Task details:
Recast the material below as a numbered list with one line per entry, skipping blank lines. Leave the pictures out.

The input:
====
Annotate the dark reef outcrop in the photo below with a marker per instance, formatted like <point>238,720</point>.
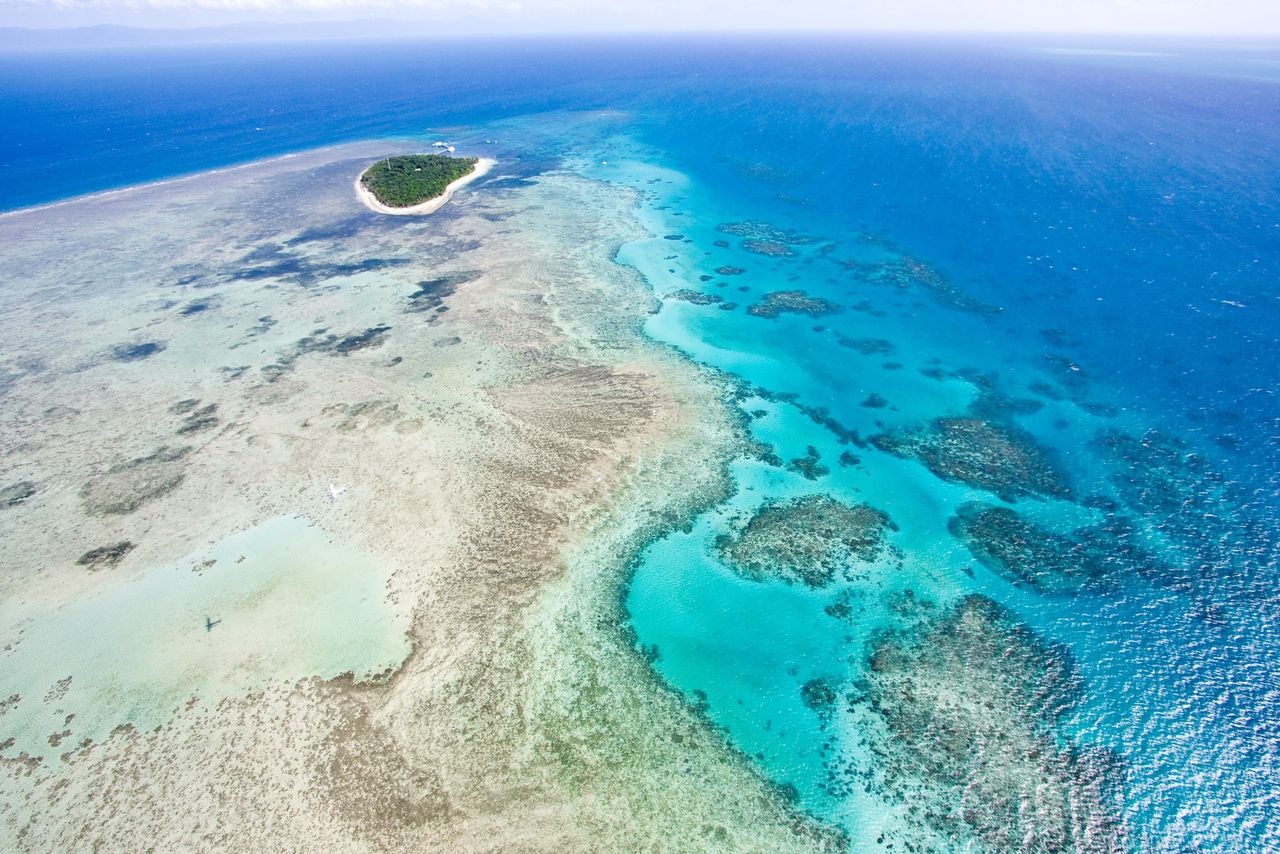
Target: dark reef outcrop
<point>997,457</point>
<point>973,704</point>
<point>807,540</point>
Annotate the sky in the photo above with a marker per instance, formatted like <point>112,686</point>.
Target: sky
<point>511,17</point>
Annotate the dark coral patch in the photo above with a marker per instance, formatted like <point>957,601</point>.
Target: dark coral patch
<point>981,453</point>
<point>126,487</point>
<point>766,232</point>
<point>805,540</point>
<point>430,293</point>
<point>136,352</point>
<point>973,703</point>
<point>795,302</point>
<point>105,556</point>
<point>14,494</point>
<point>769,249</point>
<point>696,297</point>
<point>1091,558</point>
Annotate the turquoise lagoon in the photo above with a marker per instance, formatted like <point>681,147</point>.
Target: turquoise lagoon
<point>1023,304</point>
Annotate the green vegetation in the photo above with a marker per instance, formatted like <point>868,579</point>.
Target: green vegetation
<point>414,178</point>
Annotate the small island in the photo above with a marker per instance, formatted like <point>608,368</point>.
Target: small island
<point>416,183</point>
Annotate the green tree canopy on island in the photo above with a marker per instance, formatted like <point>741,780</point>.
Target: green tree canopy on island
<point>414,178</point>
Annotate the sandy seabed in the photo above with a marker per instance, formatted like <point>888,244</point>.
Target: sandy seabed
<point>188,366</point>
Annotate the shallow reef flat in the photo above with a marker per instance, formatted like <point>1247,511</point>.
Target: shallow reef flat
<point>190,366</point>
<point>972,702</point>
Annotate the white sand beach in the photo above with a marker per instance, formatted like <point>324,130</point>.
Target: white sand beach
<point>432,205</point>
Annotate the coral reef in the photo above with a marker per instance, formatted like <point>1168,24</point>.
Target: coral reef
<point>126,487</point>
<point>1087,560</point>
<point>981,453</point>
<point>777,302</point>
<point>805,540</point>
<point>972,702</point>
<point>105,556</point>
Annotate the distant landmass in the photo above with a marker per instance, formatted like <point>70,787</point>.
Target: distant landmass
<point>117,36</point>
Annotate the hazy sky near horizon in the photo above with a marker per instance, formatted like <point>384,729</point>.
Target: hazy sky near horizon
<point>1162,17</point>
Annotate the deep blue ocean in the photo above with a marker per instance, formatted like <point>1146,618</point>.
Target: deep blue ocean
====
Final result:
1. Annotate the dark reef outcrop in the photo below with a marker per instance, formatted like <point>238,720</point>.
2. Target: dark reef outcrop
3. <point>997,457</point>
4. <point>973,704</point>
5. <point>807,540</point>
6. Annotate the sky in the photo above with a marker per instance, formatted like <point>112,686</point>.
7. Target: sky
8. <point>511,17</point>
9. Annotate the dark coral patch in the photo above with a marker per instance, formatted like <point>957,601</point>.
10. Target: dark coral patch
11. <point>981,453</point>
12. <point>126,487</point>
13. <point>766,232</point>
14. <point>805,540</point>
15. <point>430,293</point>
16. <point>136,352</point>
17. <point>973,703</point>
18. <point>795,302</point>
19. <point>105,556</point>
20. <point>14,494</point>
21. <point>769,249</point>
22. <point>696,297</point>
23. <point>1091,558</point>
24. Annotate the turquoise lagoon in the photo above with a marker per instance, formatted like <point>681,147</point>.
25. Target: turquoise lagoon
26. <point>1023,304</point>
27. Annotate the green vegetation in the photo above with a marker per instance, formatted like <point>868,579</point>.
28. Target: green vegetation
29. <point>414,178</point>
30. Annotate the small island in the photo above with a marker per instance, formatted like <point>608,368</point>.
31. Target: small island
32. <point>416,183</point>
33. Annotate the green tree canopy on island in the photo above with a marker per instance, formatted like <point>741,780</point>.
34. Target: green tree canopy on island
35. <point>414,178</point>
36. Annotate the sandy seabed in the photo above with a marker per instance, formatted like <point>888,244</point>.
37. Target: sandy seabed
38. <point>188,366</point>
39. Annotate the shallow reef flat in the photo above with a marker per instance, formatted like <point>1247,511</point>.
40. Target: shallow reef flat
41. <point>190,366</point>
42. <point>972,702</point>
43. Annotate the white sand beach in the photo above with a marker per instance, formatted like <point>324,130</point>.
44. Target: white sand beach
45. <point>432,205</point>
46. Annotate the coral reef in the photo above with a marker per instance, formatted like <point>1168,24</point>.
47. Target: coral reef
48. <point>126,487</point>
49. <point>1087,560</point>
50. <point>981,453</point>
51. <point>777,302</point>
52. <point>805,540</point>
53. <point>972,702</point>
54. <point>105,556</point>
55. Annotate the distant landmass in the photo above with a marker per instance, formatted like <point>70,787</point>.
56. Target: distant landmass
57. <point>117,36</point>
58. Annotate the hazy sky near horizon in the photo above with a marker per instance, formatted like <point>384,729</point>.
59. Target: hazy sky near horizon
60. <point>1162,17</point>
61. Annotate the deep blue ocean in the photo above with a marker per instance, formatted like <point>1146,618</point>.
62. Target: deep blue ocean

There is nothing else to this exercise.